Point-annotation data
────────

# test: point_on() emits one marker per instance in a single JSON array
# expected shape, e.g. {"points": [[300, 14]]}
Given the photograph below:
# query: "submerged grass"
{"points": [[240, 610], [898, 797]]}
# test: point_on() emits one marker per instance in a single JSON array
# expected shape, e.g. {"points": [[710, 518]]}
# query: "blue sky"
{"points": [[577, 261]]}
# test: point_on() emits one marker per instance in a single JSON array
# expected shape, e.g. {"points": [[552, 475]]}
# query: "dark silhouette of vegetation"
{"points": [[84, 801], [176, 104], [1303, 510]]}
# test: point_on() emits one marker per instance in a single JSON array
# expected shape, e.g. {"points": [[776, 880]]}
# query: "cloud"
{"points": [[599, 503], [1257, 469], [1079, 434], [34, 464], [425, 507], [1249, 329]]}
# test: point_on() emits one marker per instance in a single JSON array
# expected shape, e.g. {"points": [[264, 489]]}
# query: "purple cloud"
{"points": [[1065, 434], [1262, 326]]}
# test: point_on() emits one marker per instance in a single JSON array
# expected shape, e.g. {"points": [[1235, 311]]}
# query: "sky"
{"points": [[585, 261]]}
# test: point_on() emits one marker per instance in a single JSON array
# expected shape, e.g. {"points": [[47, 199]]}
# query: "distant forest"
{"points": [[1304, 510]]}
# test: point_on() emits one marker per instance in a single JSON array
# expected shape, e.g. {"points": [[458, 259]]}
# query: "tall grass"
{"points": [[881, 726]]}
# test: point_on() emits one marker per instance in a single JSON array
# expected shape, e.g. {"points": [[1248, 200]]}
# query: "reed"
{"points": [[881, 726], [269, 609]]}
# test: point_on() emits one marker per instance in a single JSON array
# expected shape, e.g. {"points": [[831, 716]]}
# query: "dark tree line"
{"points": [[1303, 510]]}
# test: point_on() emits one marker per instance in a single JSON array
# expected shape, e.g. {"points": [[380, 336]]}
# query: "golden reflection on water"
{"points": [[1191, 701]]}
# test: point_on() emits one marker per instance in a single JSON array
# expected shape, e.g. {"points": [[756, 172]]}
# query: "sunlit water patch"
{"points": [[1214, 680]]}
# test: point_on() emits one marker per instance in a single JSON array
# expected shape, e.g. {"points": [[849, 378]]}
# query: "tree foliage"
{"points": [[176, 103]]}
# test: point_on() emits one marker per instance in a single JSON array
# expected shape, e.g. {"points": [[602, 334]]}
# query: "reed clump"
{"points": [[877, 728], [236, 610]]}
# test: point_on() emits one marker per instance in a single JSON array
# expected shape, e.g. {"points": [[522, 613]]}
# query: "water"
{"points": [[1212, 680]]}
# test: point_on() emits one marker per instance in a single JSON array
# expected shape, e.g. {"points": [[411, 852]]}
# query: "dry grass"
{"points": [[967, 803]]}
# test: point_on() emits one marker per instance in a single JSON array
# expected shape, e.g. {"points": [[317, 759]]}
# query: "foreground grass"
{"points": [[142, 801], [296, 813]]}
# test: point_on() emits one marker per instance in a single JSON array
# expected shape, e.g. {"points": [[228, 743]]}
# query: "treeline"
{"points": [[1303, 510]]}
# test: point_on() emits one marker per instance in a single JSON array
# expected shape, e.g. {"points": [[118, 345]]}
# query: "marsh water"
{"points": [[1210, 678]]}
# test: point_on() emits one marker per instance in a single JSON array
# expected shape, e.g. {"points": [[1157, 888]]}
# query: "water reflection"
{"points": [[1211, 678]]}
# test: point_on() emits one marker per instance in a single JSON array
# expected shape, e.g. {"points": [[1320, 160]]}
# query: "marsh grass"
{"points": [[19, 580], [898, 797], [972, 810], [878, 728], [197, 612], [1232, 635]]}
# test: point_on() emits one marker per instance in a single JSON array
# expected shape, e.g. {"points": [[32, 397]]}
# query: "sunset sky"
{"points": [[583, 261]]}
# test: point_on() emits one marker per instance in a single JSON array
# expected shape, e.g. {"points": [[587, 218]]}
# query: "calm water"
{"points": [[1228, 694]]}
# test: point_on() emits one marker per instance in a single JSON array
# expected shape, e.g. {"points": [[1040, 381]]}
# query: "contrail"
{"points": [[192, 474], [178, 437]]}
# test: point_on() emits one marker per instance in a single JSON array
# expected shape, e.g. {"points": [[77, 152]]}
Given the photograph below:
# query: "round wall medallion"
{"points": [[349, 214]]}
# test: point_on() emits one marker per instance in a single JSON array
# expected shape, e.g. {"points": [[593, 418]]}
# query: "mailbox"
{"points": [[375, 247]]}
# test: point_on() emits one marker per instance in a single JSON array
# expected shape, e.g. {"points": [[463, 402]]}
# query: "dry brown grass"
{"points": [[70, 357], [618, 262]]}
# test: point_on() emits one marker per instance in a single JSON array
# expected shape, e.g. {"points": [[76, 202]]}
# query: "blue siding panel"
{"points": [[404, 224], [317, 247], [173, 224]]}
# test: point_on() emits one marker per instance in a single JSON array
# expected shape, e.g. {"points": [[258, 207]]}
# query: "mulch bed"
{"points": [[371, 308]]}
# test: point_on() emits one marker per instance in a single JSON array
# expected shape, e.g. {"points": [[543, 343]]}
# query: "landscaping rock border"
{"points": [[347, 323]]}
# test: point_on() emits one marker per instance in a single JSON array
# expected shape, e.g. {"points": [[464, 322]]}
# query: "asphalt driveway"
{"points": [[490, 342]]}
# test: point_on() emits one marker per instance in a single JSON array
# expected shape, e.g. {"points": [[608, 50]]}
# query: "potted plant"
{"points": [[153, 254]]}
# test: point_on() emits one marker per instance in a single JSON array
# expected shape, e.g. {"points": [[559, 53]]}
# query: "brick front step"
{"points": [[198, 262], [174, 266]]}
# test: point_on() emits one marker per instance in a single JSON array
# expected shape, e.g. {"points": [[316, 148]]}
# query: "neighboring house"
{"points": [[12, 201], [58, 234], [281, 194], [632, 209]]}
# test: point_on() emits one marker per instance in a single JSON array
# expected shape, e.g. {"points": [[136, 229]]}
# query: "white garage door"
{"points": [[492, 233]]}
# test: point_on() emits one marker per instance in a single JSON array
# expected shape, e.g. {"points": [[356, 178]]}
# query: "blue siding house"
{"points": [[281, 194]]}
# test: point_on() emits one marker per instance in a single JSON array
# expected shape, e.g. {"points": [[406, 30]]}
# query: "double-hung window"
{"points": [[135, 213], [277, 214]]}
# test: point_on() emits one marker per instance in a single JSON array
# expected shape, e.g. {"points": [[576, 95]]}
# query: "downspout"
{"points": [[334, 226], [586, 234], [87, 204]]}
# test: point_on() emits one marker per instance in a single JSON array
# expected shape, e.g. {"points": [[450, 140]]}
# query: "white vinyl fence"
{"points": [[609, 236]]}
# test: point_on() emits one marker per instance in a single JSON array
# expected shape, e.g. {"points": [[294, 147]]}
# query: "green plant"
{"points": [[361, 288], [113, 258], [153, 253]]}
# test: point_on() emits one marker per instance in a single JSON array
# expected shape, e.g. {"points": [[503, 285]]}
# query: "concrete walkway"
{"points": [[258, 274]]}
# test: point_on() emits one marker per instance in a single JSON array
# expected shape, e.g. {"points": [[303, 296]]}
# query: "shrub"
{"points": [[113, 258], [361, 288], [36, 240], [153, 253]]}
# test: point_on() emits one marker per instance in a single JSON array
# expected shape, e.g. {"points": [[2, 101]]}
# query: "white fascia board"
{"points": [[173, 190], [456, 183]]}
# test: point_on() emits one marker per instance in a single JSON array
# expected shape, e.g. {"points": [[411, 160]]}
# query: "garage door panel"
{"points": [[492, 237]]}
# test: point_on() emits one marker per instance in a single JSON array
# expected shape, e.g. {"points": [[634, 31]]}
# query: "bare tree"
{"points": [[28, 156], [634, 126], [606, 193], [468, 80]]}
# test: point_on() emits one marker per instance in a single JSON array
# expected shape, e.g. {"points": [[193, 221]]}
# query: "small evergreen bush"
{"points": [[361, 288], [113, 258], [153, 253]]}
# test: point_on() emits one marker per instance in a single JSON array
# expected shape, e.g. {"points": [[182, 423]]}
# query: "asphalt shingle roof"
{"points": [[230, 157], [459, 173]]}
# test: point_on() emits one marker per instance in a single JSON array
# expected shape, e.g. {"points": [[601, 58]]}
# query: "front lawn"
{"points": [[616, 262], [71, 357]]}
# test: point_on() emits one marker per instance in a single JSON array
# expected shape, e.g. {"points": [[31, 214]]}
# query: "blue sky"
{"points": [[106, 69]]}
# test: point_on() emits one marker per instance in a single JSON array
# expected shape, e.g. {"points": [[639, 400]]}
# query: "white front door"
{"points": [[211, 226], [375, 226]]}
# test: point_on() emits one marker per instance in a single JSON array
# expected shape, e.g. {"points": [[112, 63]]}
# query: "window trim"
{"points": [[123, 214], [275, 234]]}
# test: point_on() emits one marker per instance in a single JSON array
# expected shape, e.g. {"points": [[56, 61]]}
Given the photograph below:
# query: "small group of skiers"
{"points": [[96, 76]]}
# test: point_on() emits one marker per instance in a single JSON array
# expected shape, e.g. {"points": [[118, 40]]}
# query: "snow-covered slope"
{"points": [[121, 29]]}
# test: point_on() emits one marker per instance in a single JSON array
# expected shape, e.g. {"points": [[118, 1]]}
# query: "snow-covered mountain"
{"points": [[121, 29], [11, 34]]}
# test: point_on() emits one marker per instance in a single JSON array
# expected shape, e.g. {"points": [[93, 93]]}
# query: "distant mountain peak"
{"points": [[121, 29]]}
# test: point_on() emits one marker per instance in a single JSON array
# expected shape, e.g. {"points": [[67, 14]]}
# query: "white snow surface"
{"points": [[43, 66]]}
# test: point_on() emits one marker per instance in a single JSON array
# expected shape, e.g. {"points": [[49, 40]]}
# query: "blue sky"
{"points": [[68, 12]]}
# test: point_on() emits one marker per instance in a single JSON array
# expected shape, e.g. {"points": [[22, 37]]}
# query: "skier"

────────

Collect every line of the listing that contains the string "plant", treating uppercase and lowercase as different.

# query: "potted plant"
# query: "green plant"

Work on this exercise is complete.